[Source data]
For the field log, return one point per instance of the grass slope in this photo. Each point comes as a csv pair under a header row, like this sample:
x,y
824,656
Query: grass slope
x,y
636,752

==

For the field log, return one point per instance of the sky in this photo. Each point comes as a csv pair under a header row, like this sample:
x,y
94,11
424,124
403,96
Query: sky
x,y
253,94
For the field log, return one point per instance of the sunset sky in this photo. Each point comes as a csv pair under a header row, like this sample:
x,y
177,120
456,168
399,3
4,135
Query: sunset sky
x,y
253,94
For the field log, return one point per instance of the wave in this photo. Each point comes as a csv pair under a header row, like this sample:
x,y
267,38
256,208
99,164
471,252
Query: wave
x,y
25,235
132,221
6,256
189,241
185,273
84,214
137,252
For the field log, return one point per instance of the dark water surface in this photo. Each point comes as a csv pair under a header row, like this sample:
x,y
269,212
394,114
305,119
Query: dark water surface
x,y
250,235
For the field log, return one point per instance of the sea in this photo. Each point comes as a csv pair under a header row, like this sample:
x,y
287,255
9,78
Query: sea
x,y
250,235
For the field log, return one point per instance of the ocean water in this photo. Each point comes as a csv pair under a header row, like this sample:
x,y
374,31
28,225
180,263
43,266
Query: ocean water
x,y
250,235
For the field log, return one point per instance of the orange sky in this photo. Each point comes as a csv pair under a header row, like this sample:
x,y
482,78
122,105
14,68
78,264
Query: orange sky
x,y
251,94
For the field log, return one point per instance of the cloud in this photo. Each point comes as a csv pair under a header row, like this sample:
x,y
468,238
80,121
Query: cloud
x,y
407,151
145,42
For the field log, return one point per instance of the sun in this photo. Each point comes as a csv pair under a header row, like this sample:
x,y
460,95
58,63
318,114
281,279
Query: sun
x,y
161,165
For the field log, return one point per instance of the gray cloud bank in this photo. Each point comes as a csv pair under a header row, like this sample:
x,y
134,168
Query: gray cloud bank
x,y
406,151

...

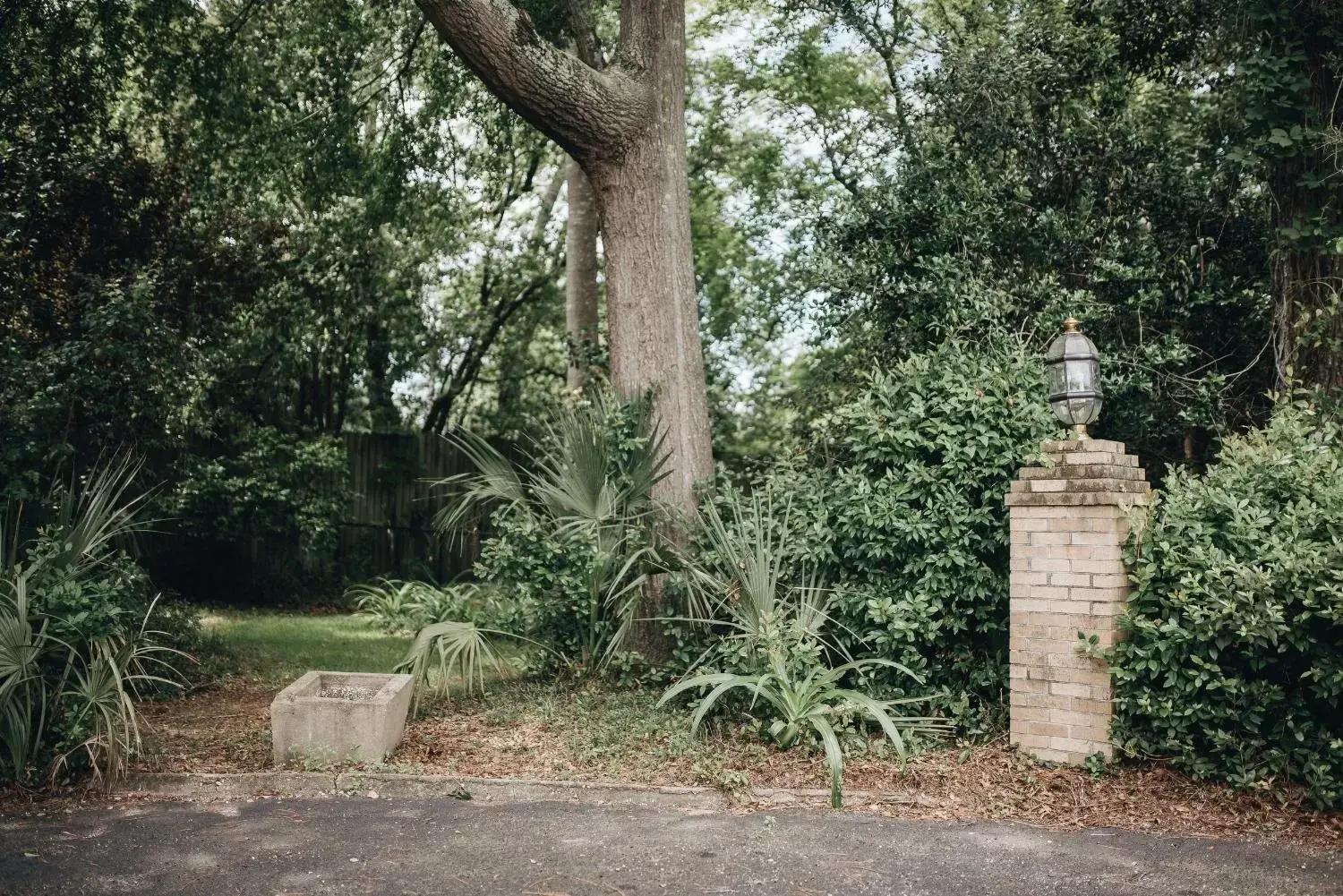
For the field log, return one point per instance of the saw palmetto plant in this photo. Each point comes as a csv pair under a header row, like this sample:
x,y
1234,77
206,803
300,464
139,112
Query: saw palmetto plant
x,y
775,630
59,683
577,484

▸ What is asked: Can you pick out every line in the entries above that contains the word "cloud" and copy each one?

▸ Finished answer:
For the field log, return one point per instance of the cloud in this photo. Each point comes as a csv pair under a header row, like this sample:
Query: cloud
For the field log, return one point per instance of the gray cloud bank in this photo. Each point comes as a csv pair under a header row, like this sample:
Query: gray cloud bank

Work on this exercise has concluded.